● SELECTED EXTRACT
[BEGIN]

# Does anyone breed dwarf seahorses?



## shift

I'm on the hunt for dwarf or a small species of seahorses.. Does anyone on the form breed them or know of a source?

Thanks!


----------



## Jousters

I use to have regular Seahorses a long time ago when I did saltwater.Never breed them.The only place I know that may be able to get them is J and L Aquatics.Saltwater stores have disappeared on the lower mainland.Good luck with them.


----------



## shift

Jousters said:


> I use to have regular Seahorses a long time ago when I did saltwater.Never breed them.The only place I know that may be able to get them is J and L Aquatics.Saltwater stores have disappeared on the lower mainland.Good luck with them.


How did you like them? How long did keep them for?

[END]

[Coordinate labeling records]
[BEGIN]

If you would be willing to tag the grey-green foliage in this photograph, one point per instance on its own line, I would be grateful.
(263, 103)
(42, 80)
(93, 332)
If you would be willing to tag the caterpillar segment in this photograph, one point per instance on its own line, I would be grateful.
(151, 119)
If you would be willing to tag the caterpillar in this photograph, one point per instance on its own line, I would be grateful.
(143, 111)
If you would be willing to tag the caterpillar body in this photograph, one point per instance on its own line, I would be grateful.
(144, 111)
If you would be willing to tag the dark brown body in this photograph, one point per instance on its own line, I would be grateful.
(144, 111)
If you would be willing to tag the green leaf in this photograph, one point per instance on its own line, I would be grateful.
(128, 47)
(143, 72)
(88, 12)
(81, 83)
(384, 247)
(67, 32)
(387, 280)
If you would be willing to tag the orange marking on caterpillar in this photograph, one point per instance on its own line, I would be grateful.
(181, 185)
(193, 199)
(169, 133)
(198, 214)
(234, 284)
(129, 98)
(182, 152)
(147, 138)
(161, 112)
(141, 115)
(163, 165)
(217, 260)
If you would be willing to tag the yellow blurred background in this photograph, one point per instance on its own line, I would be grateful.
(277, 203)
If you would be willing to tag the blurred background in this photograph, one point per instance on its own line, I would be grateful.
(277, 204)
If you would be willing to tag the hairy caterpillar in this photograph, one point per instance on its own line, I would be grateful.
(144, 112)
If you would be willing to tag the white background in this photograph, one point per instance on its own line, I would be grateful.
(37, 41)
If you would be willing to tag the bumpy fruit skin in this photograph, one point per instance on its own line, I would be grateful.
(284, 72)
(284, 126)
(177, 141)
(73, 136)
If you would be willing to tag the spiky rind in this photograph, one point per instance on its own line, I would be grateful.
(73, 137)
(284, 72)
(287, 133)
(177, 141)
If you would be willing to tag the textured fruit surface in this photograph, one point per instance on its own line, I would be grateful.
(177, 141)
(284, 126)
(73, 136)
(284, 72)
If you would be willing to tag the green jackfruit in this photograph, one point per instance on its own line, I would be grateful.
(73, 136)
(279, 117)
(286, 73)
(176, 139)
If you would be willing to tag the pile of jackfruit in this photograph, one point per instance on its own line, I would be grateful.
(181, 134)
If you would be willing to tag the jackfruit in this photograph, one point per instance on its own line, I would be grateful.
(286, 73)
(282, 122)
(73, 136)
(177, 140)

[END]
[BEGIN]

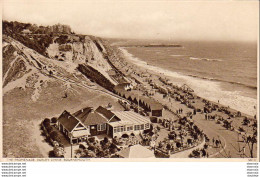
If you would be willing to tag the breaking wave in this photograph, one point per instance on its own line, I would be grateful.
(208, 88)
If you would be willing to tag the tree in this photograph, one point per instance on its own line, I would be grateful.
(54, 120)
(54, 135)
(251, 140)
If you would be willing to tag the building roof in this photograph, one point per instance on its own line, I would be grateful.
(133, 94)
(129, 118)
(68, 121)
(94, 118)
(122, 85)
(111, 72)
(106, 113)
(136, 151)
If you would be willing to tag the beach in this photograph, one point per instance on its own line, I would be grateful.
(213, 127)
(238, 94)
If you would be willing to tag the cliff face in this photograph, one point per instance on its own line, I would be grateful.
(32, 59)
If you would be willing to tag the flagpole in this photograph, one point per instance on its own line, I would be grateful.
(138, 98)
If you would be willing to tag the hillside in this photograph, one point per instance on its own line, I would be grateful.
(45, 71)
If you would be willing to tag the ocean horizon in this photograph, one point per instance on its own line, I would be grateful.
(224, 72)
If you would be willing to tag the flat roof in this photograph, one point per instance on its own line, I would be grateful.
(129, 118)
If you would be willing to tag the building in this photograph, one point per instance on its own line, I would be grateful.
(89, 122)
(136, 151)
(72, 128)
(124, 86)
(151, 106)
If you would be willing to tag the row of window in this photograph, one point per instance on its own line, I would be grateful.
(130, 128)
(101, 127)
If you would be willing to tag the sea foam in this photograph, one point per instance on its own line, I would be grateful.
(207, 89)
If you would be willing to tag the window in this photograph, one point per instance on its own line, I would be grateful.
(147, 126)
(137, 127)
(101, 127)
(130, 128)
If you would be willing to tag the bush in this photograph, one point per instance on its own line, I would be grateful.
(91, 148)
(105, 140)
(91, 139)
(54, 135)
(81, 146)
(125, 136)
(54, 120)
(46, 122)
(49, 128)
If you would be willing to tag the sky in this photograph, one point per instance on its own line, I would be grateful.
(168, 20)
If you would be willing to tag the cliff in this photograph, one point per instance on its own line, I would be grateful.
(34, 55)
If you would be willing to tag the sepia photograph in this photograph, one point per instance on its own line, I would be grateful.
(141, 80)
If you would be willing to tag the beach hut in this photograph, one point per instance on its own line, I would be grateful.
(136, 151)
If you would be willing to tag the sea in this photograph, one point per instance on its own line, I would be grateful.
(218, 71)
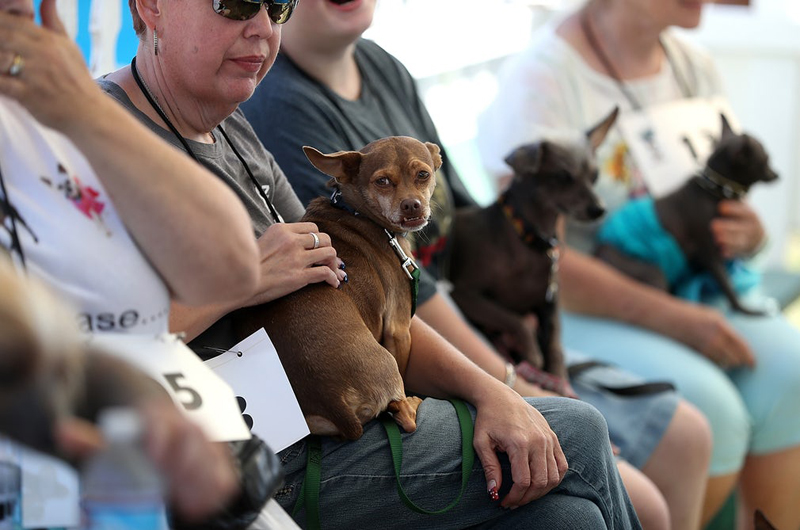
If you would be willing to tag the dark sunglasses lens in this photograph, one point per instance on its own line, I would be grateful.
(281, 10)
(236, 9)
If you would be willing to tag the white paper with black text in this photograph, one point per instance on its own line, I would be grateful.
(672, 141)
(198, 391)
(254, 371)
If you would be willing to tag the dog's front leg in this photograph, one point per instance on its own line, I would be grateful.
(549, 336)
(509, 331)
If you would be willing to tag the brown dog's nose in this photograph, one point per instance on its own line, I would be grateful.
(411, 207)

[END]

● YOUR TASK
Reproduce the forum thread about breeding dwarf seahorses above in full, word for word.

● RESULT OF THE EXERCISE
# Does anyone breed dwarf seahorses?



## shift

I'm on the hunt for dwarf or a small species of seahorses.. Does anyone on the form breed them or know of a source?

Thanks!


----------



## Jousters

I use to have regular Seahorses a long time ago when I did saltwater.Never breed them.The only place I know that may be able to get them is J and L Aquatics.Saltwater stores have disappeared on the lower mainland.Good luck with them.


----------



## shift

Jousters said:


> I use to have regular Seahorses a long time ago when I did saltwater.Never breed them.The only place I know that may be able to get them is J and L Aquatics.Saltwater stores have disappeared on the lower mainland.Good luck with them.


How did you like them? How long did keep them for?